(Records shown)

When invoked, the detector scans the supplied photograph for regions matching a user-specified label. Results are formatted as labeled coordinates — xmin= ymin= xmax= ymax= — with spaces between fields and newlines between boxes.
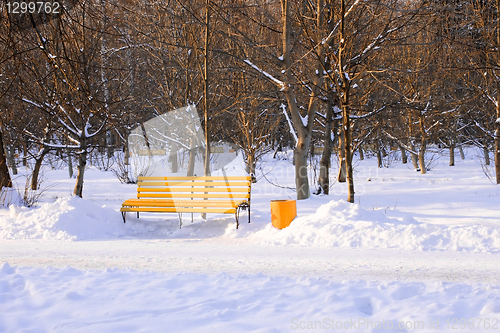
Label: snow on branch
xmin=281 ymin=103 xmax=298 ymax=145
xmin=244 ymin=59 xmax=285 ymax=89
xmin=381 ymin=129 xmax=419 ymax=156
xmin=473 ymin=120 xmax=495 ymax=139
xmin=350 ymin=106 xmax=387 ymax=119
xmin=321 ymin=0 xmax=361 ymax=46
xmin=85 ymin=116 xmax=108 ymax=139
xmin=148 ymin=128 xmax=190 ymax=150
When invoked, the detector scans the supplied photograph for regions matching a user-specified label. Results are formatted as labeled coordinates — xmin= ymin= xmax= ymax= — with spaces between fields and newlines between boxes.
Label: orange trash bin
xmin=271 ymin=199 xmax=296 ymax=229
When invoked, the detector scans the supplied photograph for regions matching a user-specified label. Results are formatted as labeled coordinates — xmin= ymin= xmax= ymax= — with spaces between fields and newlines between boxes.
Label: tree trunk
xmin=68 ymin=149 xmax=73 ymax=178
xmin=495 ymin=0 xmax=500 ymax=184
xmin=399 ymin=145 xmax=407 ymax=164
xmin=7 ymin=145 xmax=17 ymax=175
xmin=419 ymin=139 xmax=427 ymax=174
xmin=22 ymin=138 xmax=28 ymax=167
xmin=187 ymin=137 xmax=196 ymax=177
xmin=124 ymin=145 xmax=129 ymax=165
xmin=246 ymin=153 xmax=257 ymax=182
xmin=484 ymin=145 xmax=490 ymax=166
xmin=32 ymin=147 xmax=50 ymax=190
xmin=170 ymin=143 xmax=178 ymax=173
xmin=410 ymin=141 xmax=419 ymax=170
xmin=337 ymin=131 xmax=346 ymax=182
xmin=458 ymin=142 xmax=465 ymax=160
xmin=74 ymin=143 xmax=87 ymax=198
xmin=0 ymin=128 xmax=12 ymax=188
xmin=496 ymin=138 xmax=500 ymax=184
xmin=338 ymin=0 xmax=355 ymax=203
xmin=281 ymin=0 xmax=321 ymax=200
xmin=318 ymin=92 xmax=334 ymax=194
xmin=344 ymin=116 xmax=355 ymax=203
xmin=203 ymin=0 xmax=211 ymax=178
xmin=358 ymin=144 xmax=364 ymax=161
xmin=376 ymin=140 xmax=383 ymax=168
xmin=295 ymin=138 xmax=311 ymax=199
xmin=449 ymin=143 xmax=455 ymax=166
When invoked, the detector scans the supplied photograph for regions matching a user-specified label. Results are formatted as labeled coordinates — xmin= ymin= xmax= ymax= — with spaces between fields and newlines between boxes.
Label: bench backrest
xmin=136 ymin=176 xmax=251 ymax=202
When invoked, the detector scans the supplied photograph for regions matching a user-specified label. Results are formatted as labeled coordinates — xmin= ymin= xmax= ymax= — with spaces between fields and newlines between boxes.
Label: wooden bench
xmin=120 ymin=176 xmax=251 ymax=229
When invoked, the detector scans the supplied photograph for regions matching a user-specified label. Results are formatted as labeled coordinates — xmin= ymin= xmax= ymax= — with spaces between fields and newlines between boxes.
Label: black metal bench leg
xmin=122 ymin=211 xmax=126 ymax=223
xmin=137 ymin=212 xmax=139 ymax=218
xmin=178 ymin=213 xmax=183 ymax=229
xmin=235 ymin=211 xmax=239 ymax=229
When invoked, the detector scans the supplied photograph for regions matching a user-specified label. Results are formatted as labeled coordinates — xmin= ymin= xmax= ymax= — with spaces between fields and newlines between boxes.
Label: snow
xmin=243 ymin=59 xmax=285 ymax=89
xmin=2 ymin=197 xmax=125 ymax=241
xmin=280 ymin=103 xmax=298 ymax=144
xmin=2 ymin=261 xmax=500 ymax=333
xmin=251 ymin=200 xmax=500 ymax=253
xmin=1 ymin=148 xmax=500 ymax=332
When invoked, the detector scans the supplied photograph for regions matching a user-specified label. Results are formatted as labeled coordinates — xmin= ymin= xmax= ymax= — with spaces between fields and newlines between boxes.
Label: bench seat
xmin=120 ymin=176 xmax=251 ymax=228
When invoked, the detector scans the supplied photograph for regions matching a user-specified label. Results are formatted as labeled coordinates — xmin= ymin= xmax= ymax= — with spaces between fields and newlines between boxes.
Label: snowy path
xmin=2 ymin=239 xmax=500 ymax=284
xmin=2 ymin=150 xmax=500 ymax=332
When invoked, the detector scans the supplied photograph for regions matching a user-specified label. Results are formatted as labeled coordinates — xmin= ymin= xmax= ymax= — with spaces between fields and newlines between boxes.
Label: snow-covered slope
xmin=3 ymin=195 xmax=500 ymax=254
xmin=1 ymin=148 xmax=500 ymax=332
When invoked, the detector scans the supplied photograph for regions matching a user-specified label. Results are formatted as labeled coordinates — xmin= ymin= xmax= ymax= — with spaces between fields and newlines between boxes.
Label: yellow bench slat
xmin=138 ymin=193 xmax=249 ymax=199
xmin=138 ymin=187 xmax=249 ymax=193
xmin=120 ymin=207 xmax=237 ymax=214
xmin=137 ymin=181 xmax=250 ymax=187
xmin=138 ymin=176 xmax=250 ymax=181
xmin=122 ymin=200 xmax=244 ymax=208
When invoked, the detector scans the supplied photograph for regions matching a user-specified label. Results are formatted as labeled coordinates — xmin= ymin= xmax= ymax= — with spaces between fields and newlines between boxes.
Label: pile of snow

(End Records shown)

» **Exercise**
Repeat the records exactly but leave out the images.

» **Solution to this task**
When invoked, the detector scans the supplied photograph for regions matching a user-specified label. Results are formatted as labeled coordinates — xmin= ymin= xmax= ymax= — with spaces between fields and newlines between boxes.
Label: snow on branch
xmin=281 ymin=103 xmax=298 ymax=145
xmin=244 ymin=59 xmax=285 ymax=89
xmin=381 ymin=129 xmax=419 ymax=156
xmin=473 ymin=120 xmax=495 ymax=139
xmin=350 ymin=106 xmax=387 ymax=119
xmin=321 ymin=0 xmax=361 ymax=46
xmin=85 ymin=116 xmax=108 ymax=139
xmin=148 ymin=128 xmax=190 ymax=150
When invoked, the detector scans the supplied photograph for regions matching a user-specified label. Results are formatted as labeled coordinates — xmin= ymin= xmax= ymax= — with spaces between fields and newlines between boxes.
Label: orange trash bin
xmin=271 ymin=199 xmax=296 ymax=229
When invoked, the detector scans the supplied photograph for regions matching a user-specified label. Results are formatted as labeled coordinates — xmin= ymin= xmax= ymax= — with spaces between fields and newlines between boxes.
Label: tree trunk
xmin=68 ymin=149 xmax=73 ymax=178
xmin=495 ymin=0 xmax=500 ymax=184
xmin=399 ymin=145 xmax=407 ymax=164
xmin=7 ymin=145 xmax=17 ymax=175
xmin=419 ymin=139 xmax=427 ymax=174
xmin=22 ymin=138 xmax=28 ymax=167
xmin=187 ymin=137 xmax=196 ymax=177
xmin=124 ymin=145 xmax=129 ymax=165
xmin=246 ymin=153 xmax=257 ymax=182
xmin=484 ymin=145 xmax=490 ymax=166
xmin=32 ymin=147 xmax=50 ymax=190
xmin=170 ymin=143 xmax=178 ymax=173
xmin=410 ymin=141 xmax=419 ymax=170
xmin=337 ymin=131 xmax=346 ymax=182
xmin=458 ymin=142 xmax=465 ymax=160
xmin=74 ymin=143 xmax=87 ymax=198
xmin=0 ymin=128 xmax=12 ymax=188
xmin=496 ymin=138 xmax=500 ymax=184
xmin=338 ymin=0 xmax=355 ymax=203
xmin=281 ymin=0 xmax=321 ymax=200
xmin=318 ymin=92 xmax=334 ymax=194
xmin=344 ymin=116 xmax=355 ymax=203
xmin=203 ymin=0 xmax=211 ymax=178
xmin=358 ymin=144 xmax=364 ymax=161
xmin=376 ymin=140 xmax=383 ymax=168
xmin=295 ymin=138 xmax=311 ymax=199
xmin=449 ymin=143 xmax=455 ymax=166
When invoked, the detector scans the supplied photograph for regions matching a user-specified label. Results are formatted as labeled coordinates — xmin= ymin= xmax= ymax= — with spaces between fields and newlines between boxes.
Label: bench backrest
xmin=136 ymin=176 xmax=251 ymax=202
When invoked, the detector scans the supplied photograph for regions matching a user-specified label. Results are formatted as labeled coordinates — xmin= ymin= xmax= ymax= — with spaces between fields and newlines between boxes.
Label: wooden bench
xmin=120 ymin=176 xmax=251 ymax=229
When invoked, the detector scans the supplied photograph for regions matching a user-specified label. Results are formatted as labeled coordinates — xmin= ymin= xmax= ymax= — with spaces between fields and newlines between boxes.
Label: black metal bench leg
xmin=122 ymin=211 xmax=126 ymax=223
xmin=137 ymin=212 xmax=139 ymax=218
xmin=178 ymin=213 xmax=183 ymax=229
xmin=235 ymin=211 xmax=239 ymax=229
When invoked, the detector scans the supplied photograph for regions matching a user-specified label. Results are formatted as labeled coordinates — xmin= ymin= xmax= ymax= — with spaces between fields and newlines between boxes.
Label: snow
xmin=243 ymin=59 xmax=285 ymax=89
xmin=2 ymin=197 xmax=125 ymax=241
xmin=280 ymin=103 xmax=298 ymax=144
xmin=2 ymin=261 xmax=500 ymax=333
xmin=251 ymin=200 xmax=500 ymax=253
xmin=1 ymin=148 xmax=500 ymax=332
When invoked, the detector scans the supplied photograph for regions matching a user-specified label. Results are formatted as labeled coordinates — xmin= ymin= xmax= ymax= — with spaces between fields and newlines between boxes.
Label: bench seat
xmin=120 ymin=176 xmax=251 ymax=228
When invoked, the detector scans the supplied photograph for regions matching a user-specified label. Results are formatted as labeled coordinates — xmin= ymin= xmax= ymax= — with spaces between fields and newlines between boxes.
Label: snowy path
xmin=2 ymin=239 xmax=500 ymax=284
xmin=2 ymin=150 xmax=500 ymax=332
When invoked, the detector scans the supplied photograph for regions matching a user-specified label. Results are formatted as labeled coordinates — xmin= ymin= xmax= ymax= — with spaces between fields and newlines between boxes.
Label: snow-covered slope
xmin=3 ymin=195 xmax=500 ymax=254
xmin=1 ymin=148 xmax=500 ymax=332
When invoked, the detector scans the supplied photograph for regions matching a user-specified label. Results are formatted as labeled coordinates — xmin= ymin= xmax= ymax= — with spaces between fields and newlines between boxes.
Label: yellow bench slat
xmin=138 ymin=193 xmax=249 ymax=199
xmin=138 ymin=187 xmax=249 ymax=193
xmin=120 ymin=207 xmax=237 ymax=214
xmin=137 ymin=181 xmax=250 ymax=187
xmin=138 ymin=176 xmax=250 ymax=181
xmin=122 ymin=200 xmax=244 ymax=208
When invoked, the detector scans the supplied photograph for regions matching a user-specified label. Results are formatted as labeled coordinates — xmin= ymin= xmax= ymax= — with spaces between fields and newlines between boxes.
Label: pile of snow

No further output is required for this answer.